▶ **GIVEN RECORDS**
.....

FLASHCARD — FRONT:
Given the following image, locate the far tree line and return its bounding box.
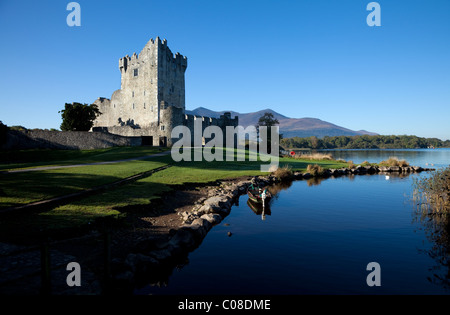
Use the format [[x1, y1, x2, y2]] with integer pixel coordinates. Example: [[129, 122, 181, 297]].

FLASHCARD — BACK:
[[281, 135, 450, 149]]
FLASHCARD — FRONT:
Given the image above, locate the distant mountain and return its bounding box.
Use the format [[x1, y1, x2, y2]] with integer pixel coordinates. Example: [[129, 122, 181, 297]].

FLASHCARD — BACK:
[[186, 107, 378, 138]]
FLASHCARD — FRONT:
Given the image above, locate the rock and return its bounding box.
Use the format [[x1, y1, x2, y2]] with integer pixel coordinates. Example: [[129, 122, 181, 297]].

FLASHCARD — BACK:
[[203, 195, 230, 210], [198, 204, 215, 215], [303, 172, 311, 179], [364, 166, 376, 174], [192, 218, 212, 232], [200, 213, 222, 225], [125, 253, 159, 273], [389, 166, 400, 172], [181, 221, 207, 241], [169, 228, 196, 249], [322, 169, 332, 177], [413, 166, 423, 172], [379, 166, 389, 172], [148, 247, 174, 262], [336, 169, 346, 175], [227, 232, 232, 237]]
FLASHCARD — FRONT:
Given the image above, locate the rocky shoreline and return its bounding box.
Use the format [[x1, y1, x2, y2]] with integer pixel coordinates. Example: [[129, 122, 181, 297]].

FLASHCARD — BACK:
[[296, 164, 435, 179], [110, 164, 435, 291], [112, 176, 273, 291]]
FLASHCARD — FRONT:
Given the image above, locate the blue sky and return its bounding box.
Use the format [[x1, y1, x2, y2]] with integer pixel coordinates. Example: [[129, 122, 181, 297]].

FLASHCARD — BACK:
[[0, 0, 449, 140]]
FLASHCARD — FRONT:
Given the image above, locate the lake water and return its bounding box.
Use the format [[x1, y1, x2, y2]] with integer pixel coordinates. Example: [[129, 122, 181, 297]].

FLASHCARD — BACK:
[[137, 149, 450, 295]]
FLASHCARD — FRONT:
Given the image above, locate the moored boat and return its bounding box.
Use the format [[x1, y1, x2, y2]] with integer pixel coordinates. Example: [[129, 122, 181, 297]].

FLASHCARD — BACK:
[[247, 186, 271, 206]]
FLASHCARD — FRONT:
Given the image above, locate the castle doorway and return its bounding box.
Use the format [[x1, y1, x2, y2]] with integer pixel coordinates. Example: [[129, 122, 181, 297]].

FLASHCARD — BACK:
[[141, 136, 153, 146], [159, 136, 167, 147]]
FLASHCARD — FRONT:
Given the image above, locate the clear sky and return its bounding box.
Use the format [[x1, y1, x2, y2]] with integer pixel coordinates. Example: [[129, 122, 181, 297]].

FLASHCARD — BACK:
[[0, 0, 449, 140]]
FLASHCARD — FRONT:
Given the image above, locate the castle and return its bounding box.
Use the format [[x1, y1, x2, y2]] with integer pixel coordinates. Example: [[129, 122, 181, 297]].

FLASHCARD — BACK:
[[92, 37, 238, 147]]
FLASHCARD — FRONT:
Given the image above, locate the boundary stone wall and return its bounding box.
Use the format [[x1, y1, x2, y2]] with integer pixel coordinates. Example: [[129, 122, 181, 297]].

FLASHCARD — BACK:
[[2, 130, 142, 150]]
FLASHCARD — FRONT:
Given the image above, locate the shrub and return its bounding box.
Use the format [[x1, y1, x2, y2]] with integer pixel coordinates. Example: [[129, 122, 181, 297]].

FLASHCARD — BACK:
[[414, 166, 450, 214], [348, 160, 355, 169], [272, 165, 293, 181], [307, 164, 324, 177], [380, 157, 409, 167]]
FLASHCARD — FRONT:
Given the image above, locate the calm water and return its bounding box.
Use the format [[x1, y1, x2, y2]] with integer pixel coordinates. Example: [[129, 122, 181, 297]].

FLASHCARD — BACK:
[[138, 149, 450, 295]]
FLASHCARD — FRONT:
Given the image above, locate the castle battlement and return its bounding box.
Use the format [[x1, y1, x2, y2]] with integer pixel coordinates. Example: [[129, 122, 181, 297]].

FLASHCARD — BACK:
[[119, 37, 187, 72]]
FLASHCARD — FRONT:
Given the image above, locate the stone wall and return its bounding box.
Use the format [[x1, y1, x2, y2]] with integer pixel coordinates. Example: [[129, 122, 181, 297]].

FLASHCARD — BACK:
[[2, 130, 142, 150]]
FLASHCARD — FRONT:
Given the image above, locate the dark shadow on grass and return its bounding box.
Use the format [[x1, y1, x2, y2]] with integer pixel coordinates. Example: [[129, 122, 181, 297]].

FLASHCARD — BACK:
[[0, 171, 126, 209]]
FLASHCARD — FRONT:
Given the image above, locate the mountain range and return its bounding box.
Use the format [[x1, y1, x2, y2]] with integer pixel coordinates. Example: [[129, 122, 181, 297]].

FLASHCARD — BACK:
[[185, 107, 377, 139]]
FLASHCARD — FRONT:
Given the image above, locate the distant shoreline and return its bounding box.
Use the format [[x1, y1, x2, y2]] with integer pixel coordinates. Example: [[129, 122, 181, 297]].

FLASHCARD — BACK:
[[281, 134, 450, 150]]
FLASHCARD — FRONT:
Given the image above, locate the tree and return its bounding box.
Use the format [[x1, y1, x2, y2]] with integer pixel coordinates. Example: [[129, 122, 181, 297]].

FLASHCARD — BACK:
[[256, 112, 280, 153], [59, 102, 101, 131], [0, 121, 8, 146]]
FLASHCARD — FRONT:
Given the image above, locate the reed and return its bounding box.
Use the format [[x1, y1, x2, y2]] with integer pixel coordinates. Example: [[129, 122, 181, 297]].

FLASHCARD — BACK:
[[272, 165, 294, 181], [292, 153, 334, 161], [413, 166, 450, 214], [306, 164, 324, 177], [380, 156, 409, 167]]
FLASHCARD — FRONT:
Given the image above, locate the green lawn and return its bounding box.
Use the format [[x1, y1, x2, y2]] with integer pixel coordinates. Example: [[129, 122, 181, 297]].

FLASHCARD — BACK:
[[0, 146, 168, 171], [0, 158, 170, 209], [0, 146, 350, 242]]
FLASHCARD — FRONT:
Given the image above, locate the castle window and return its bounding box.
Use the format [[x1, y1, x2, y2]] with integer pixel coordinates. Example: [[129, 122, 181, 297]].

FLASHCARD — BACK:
[[161, 125, 165, 131], [151, 106, 153, 112], [144, 90, 145, 96], [144, 103, 146, 109], [133, 103, 135, 109], [132, 91, 134, 97], [134, 69, 138, 77]]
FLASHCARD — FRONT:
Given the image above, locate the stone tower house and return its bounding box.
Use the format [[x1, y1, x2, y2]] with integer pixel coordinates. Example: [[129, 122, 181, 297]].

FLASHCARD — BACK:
[[92, 37, 238, 146]]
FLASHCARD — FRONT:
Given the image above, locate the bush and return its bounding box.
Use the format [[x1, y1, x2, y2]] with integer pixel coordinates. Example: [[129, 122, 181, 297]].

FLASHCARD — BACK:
[[380, 157, 409, 167], [272, 165, 293, 181], [414, 166, 450, 214], [348, 160, 355, 169], [9, 125, 27, 132], [307, 164, 324, 177]]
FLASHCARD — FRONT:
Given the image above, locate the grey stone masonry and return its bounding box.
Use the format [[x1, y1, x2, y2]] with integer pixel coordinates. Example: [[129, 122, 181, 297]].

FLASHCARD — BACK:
[[92, 37, 238, 147]]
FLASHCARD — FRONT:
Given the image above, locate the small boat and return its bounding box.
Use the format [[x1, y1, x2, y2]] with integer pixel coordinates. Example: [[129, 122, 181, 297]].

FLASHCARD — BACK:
[[247, 186, 271, 207]]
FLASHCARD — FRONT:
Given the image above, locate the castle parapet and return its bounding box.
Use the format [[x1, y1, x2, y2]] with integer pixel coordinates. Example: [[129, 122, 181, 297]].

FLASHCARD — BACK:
[[119, 55, 131, 73]]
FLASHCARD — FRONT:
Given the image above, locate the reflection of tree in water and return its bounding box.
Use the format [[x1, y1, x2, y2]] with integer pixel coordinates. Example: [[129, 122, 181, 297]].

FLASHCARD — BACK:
[[413, 167, 450, 289], [306, 177, 325, 186], [267, 181, 293, 200]]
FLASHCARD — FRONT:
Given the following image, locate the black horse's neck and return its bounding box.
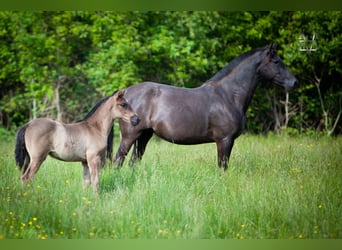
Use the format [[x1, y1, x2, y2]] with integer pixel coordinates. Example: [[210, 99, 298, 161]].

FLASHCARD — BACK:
[[207, 47, 266, 83], [206, 47, 267, 113]]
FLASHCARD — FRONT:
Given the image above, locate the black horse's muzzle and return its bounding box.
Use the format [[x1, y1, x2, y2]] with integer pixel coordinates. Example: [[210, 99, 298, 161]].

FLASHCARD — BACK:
[[293, 78, 299, 89], [130, 115, 140, 126], [285, 78, 299, 92]]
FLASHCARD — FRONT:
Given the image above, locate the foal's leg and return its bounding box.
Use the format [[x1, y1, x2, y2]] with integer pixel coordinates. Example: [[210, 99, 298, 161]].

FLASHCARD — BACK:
[[129, 129, 153, 166], [87, 154, 105, 194], [216, 137, 235, 171], [82, 161, 91, 188], [20, 155, 47, 184]]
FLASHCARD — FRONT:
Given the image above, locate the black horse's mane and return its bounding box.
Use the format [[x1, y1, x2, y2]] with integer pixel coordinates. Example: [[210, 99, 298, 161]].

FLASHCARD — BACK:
[[80, 90, 118, 121], [206, 46, 267, 83]]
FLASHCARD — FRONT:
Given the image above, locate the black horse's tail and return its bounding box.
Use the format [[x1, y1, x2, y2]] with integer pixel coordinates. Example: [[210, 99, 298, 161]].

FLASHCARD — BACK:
[[106, 125, 114, 162], [15, 124, 30, 172]]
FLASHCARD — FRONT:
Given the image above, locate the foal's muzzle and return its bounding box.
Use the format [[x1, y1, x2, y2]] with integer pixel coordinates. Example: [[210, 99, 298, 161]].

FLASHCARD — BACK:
[[130, 115, 140, 126]]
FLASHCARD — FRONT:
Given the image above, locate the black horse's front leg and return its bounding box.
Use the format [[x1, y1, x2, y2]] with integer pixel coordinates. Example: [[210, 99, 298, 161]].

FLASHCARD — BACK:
[[114, 132, 141, 168], [114, 143, 130, 167], [216, 137, 235, 171], [129, 129, 153, 166], [129, 141, 138, 166]]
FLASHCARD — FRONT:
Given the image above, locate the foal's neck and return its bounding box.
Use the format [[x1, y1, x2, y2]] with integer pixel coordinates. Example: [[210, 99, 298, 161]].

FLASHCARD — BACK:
[[85, 99, 114, 137]]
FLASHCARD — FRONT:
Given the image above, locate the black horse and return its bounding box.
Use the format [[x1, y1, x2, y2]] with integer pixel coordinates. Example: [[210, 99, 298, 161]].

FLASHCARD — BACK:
[[113, 44, 298, 170]]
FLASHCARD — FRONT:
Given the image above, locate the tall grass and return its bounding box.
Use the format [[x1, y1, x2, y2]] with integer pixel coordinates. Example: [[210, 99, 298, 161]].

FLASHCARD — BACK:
[[0, 134, 341, 239]]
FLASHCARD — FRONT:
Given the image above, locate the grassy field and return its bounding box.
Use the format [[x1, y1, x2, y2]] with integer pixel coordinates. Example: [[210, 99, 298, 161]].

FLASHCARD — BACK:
[[0, 134, 341, 239]]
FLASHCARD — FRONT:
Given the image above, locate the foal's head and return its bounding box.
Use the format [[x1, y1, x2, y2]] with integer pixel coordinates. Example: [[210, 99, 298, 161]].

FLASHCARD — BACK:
[[257, 44, 298, 92], [111, 90, 140, 126]]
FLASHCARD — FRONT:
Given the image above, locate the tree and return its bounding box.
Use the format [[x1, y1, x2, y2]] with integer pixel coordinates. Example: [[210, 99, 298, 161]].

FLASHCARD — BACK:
[[282, 11, 342, 135], [0, 11, 341, 135]]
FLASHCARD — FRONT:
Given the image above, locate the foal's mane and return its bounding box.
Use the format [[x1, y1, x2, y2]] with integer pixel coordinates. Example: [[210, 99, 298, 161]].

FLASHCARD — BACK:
[[80, 90, 118, 160], [206, 46, 267, 83], [80, 90, 118, 121]]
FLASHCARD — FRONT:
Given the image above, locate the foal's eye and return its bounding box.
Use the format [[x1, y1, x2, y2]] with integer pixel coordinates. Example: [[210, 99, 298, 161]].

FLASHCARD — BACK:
[[120, 103, 128, 109]]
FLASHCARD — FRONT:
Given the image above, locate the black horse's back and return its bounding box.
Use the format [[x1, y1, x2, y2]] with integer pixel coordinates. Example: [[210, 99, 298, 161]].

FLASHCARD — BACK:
[[15, 124, 29, 170]]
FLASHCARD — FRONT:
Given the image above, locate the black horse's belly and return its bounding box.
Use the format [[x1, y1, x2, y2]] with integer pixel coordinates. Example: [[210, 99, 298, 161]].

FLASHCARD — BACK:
[[159, 136, 214, 145], [156, 131, 214, 145], [151, 117, 214, 145]]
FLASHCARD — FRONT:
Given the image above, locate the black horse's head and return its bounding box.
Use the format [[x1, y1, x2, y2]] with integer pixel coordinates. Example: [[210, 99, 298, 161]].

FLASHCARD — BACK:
[[257, 44, 298, 92]]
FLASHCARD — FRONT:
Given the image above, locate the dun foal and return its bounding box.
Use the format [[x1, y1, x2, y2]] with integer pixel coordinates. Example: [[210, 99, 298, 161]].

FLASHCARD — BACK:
[[15, 90, 139, 193]]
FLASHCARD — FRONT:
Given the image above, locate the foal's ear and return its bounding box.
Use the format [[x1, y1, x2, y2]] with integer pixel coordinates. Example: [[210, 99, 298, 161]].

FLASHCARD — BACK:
[[117, 89, 126, 99]]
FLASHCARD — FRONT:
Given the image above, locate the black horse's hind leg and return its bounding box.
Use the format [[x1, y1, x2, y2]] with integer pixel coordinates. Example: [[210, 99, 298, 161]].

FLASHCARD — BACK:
[[216, 137, 235, 170], [129, 129, 153, 166]]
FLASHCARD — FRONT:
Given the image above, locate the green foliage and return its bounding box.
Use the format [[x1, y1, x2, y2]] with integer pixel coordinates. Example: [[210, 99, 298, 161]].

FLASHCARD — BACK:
[[0, 127, 14, 142], [0, 135, 341, 239], [0, 11, 341, 134]]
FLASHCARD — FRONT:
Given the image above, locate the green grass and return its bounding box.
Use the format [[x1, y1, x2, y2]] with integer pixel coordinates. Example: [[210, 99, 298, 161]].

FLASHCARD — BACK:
[[0, 134, 341, 239]]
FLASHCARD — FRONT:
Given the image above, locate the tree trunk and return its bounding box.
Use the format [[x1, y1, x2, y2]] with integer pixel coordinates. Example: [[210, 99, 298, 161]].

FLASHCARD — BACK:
[[314, 75, 341, 136], [284, 92, 289, 128], [55, 80, 62, 122]]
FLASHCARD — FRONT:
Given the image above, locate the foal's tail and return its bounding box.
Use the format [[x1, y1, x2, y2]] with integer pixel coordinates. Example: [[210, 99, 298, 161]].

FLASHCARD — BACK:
[[15, 124, 30, 172]]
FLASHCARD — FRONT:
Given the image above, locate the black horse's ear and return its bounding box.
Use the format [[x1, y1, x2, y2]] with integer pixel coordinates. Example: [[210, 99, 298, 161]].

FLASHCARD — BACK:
[[269, 43, 277, 57]]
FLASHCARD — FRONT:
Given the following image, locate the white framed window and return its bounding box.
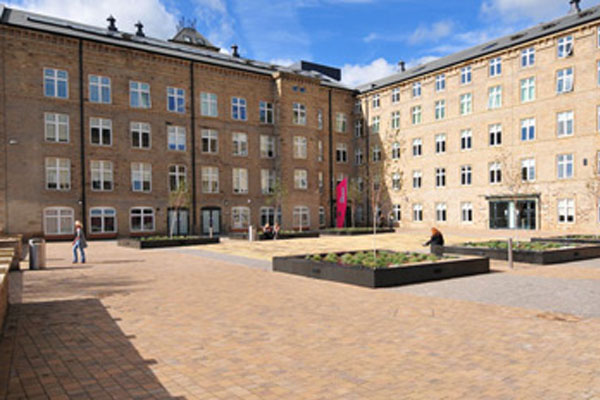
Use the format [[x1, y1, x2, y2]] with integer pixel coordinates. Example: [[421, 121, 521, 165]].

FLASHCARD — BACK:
[[392, 173, 401, 191], [489, 124, 502, 146], [201, 129, 218, 154], [391, 88, 400, 103], [412, 138, 422, 157], [557, 111, 574, 137], [259, 101, 274, 124], [520, 77, 535, 102], [44, 68, 68, 99], [461, 165, 472, 186], [435, 203, 447, 222], [521, 118, 536, 141], [354, 120, 362, 137], [489, 57, 502, 77], [294, 169, 308, 190], [336, 143, 348, 163], [461, 202, 473, 223], [412, 82, 421, 98], [44, 113, 69, 143], [318, 172, 324, 191], [293, 206, 310, 228], [293, 103, 306, 125], [392, 204, 401, 222], [435, 100, 446, 120], [200, 92, 218, 117], [355, 149, 363, 165], [461, 66, 472, 85], [557, 35, 573, 58], [411, 106, 422, 125], [372, 145, 381, 162], [557, 68, 574, 93], [413, 204, 423, 222], [90, 117, 112, 146], [261, 169, 276, 194], [44, 207, 74, 235], [260, 135, 275, 158], [435, 74, 446, 92], [130, 207, 155, 232], [336, 113, 347, 133], [45, 157, 70, 191], [521, 47, 535, 67], [202, 166, 219, 193], [356, 177, 364, 192], [129, 81, 151, 108], [260, 207, 277, 227], [371, 116, 380, 134], [167, 87, 185, 113], [521, 158, 536, 182], [91, 160, 113, 191], [131, 122, 151, 149], [489, 162, 502, 184], [231, 97, 247, 120], [232, 207, 250, 229], [435, 167, 446, 188], [89, 75, 111, 104], [391, 111, 400, 129], [169, 165, 186, 192], [168, 126, 186, 151], [391, 142, 401, 160], [598, 61, 600, 87], [232, 168, 248, 194], [412, 170, 422, 189], [461, 129, 472, 150], [557, 154, 574, 179], [319, 207, 326, 227], [317, 109, 323, 130], [318, 140, 324, 162], [598, 105, 600, 132], [435, 134, 446, 154], [90, 207, 116, 234], [232, 132, 248, 156], [131, 162, 152, 192], [557, 199, 575, 223], [460, 93, 472, 115], [293, 136, 307, 159], [372, 94, 380, 109], [488, 85, 502, 109]]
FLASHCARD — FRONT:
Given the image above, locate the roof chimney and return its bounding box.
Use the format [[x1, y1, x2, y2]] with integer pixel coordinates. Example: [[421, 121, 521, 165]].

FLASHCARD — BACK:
[[398, 61, 406, 72], [135, 21, 145, 37], [231, 44, 240, 58], [569, 0, 581, 14], [106, 15, 117, 32]]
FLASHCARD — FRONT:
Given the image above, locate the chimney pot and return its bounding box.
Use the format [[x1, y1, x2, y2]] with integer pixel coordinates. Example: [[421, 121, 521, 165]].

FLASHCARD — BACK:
[[135, 21, 145, 37], [398, 61, 406, 72], [231, 44, 240, 58], [569, 0, 581, 14], [106, 15, 117, 32]]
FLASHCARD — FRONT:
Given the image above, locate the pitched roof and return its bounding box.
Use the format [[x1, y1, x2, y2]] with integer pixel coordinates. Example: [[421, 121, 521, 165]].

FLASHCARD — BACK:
[[357, 4, 600, 93]]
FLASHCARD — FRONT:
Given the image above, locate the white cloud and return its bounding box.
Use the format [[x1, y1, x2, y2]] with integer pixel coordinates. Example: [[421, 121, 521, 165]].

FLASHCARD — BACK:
[[481, 0, 570, 22], [408, 20, 455, 45], [192, 0, 235, 48], [269, 58, 295, 67], [5, 0, 179, 38], [341, 58, 398, 87]]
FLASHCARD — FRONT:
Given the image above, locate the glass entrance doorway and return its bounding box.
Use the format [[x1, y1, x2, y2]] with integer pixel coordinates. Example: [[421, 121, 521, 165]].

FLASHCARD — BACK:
[[167, 208, 189, 236], [201, 208, 221, 235], [489, 199, 537, 230]]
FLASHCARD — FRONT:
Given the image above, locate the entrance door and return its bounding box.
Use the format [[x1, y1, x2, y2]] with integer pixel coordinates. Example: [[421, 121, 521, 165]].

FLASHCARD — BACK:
[[167, 208, 189, 236], [489, 199, 537, 230], [516, 200, 536, 230], [202, 208, 221, 235]]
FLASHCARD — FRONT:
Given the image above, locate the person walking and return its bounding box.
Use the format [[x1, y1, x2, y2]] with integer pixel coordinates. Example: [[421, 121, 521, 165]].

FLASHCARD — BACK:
[[424, 227, 444, 256], [72, 220, 87, 263], [273, 222, 281, 240]]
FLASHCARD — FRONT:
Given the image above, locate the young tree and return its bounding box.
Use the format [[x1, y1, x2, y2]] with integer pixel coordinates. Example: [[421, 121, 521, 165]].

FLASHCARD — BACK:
[[168, 181, 191, 237], [265, 177, 288, 227]]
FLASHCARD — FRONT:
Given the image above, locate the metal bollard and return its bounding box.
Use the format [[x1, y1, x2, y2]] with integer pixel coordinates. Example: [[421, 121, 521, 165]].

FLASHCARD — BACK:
[[209, 226, 213, 238], [248, 225, 254, 242], [507, 238, 514, 269]]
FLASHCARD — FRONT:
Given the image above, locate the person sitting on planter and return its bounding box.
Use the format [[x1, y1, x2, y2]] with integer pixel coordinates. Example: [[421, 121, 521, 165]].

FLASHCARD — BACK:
[[262, 223, 273, 240], [273, 222, 281, 240], [424, 227, 444, 256]]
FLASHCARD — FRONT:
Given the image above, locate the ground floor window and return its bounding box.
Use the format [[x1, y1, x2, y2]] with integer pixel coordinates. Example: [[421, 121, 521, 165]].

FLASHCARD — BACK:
[[44, 207, 74, 235], [293, 206, 310, 229], [392, 204, 401, 222], [319, 207, 326, 227], [232, 207, 250, 229], [168, 208, 189, 236], [260, 207, 280, 227], [90, 207, 116, 233], [489, 199, 536, 230], [130, 207, 155, 232], [435, 203, 447, 222], [413, 204, 423, 222], [461, 202, 473, 223], [558, 199, 575, 224]]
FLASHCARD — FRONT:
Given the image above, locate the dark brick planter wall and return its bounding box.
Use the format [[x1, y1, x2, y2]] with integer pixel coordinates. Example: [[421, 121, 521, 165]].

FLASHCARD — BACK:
[[273, 253, 489, 288], [230, 232, 320, 241], [531, 237, 600, 245], [444, 245, 600, 264], [320, 228, 395, 236], [118, 237, 219, 249]]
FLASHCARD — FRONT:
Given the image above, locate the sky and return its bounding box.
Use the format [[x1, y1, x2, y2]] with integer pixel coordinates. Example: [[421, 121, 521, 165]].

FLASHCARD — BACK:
[[3, 0, 596, 87]]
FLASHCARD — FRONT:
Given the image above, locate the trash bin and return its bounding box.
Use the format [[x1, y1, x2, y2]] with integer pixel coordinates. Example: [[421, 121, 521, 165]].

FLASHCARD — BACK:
[[29, 238, 46, 270]]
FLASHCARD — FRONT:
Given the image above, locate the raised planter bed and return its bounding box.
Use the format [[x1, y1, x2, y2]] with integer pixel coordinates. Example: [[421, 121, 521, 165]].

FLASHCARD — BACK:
[[273, 250, 489, 288], [229, 231, 320, 240], [444, 240, 600, 264], [118, 236, 219, 249], [320, 227, 395, 236], [531, 235, 600, 245]]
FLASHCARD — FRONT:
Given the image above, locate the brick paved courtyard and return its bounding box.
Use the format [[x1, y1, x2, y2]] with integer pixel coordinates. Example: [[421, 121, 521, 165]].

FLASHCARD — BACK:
[[1, 232, 599, 399]]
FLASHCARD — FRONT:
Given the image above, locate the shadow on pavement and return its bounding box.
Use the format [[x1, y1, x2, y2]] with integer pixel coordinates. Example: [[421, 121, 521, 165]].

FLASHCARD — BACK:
[[0, 298, 185, 399]]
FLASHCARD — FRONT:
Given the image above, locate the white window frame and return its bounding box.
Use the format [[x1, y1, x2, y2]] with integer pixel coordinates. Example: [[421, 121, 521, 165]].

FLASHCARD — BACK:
[[129, 81, 151, 108], [461, 202, 473, 223], [89, 207, 117, 234], [167, 126, 186, 151], [461, 165, 472, 186], [521, 118, 536, 141], [521, 158, 536, 182], [557, 67, 574, 94], [200, 92, 218, 117], [461, 129, 472, 150], [392, 173, 401, 191], [168, 165, 187, 192], [557, 199, 575, 224], [411, 106, 422, 125], [130, 207, 155, 232], [412, 138, 422, 157], [435, 203, 447, 222], [520, 77, 535, 103], [557, 35, 573, 58], [261, 169, 276, 194], [293, 206, 310, 229], [336, 143, 348, 163], [336, 113, 347, 133], [260, 135, 275, 158], [372, 145, 381, 162], [294, 169, 308, 190], [372, 94, 380, 109], [293, 103, 307, 125], [412, 82, 421, 98], [489, 162, 502, 184], [489, 57, 502, 77], [412, 170, 422, 189], [435, 74, 446, 92], [91, 160, 113, 192], [45, 157, 71, 191], [521, 47, 535, 68], [435, 167, 446, 188], [90, 117, 112, 146], [232, 168, 249, 194], [44, 68, 68, 99], [557, 111, 574, 137], [391, 88, 400, 103], [131, 122, 151, 149], [231, 97, 247, 121], [202, 166, 219, 194], [435, 100, 446, 120], [413, 204, 423, 222], [293, 136, 307, 159], [44, 112, 69, 143], [354, 120, 362, 137], [319, 207, 326, 227], [460, 93, 472, 115], [167, 87, 185, 113], [89, 75, 111, 104], [131, 162, 152, 192], [557, 154, 574, 179], [488, 85, 502, 109], [489, 124, 502, 146], [259, 101, 274, 124], [201, 129, 218, 154], [391, 142, 401, 160], [435, 134, 446, 154], [391, 111, 400, 129], [460, 66, 472, 85], [43, 207, 74, 235], [232, 207, 250, 229], [232, 132, 248, 157], [371, 116, 380, 134], [355, 149, 363, 165]]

.....

▶ **WHAT IS NEEDED**
Lines holding "neck" in the data above: copy each of them.

▶ **RESPONSE**
Given the following image, locate the black horse's neck and return its bounding box.
Given the image above, locate the foal's neck and return its bounding box.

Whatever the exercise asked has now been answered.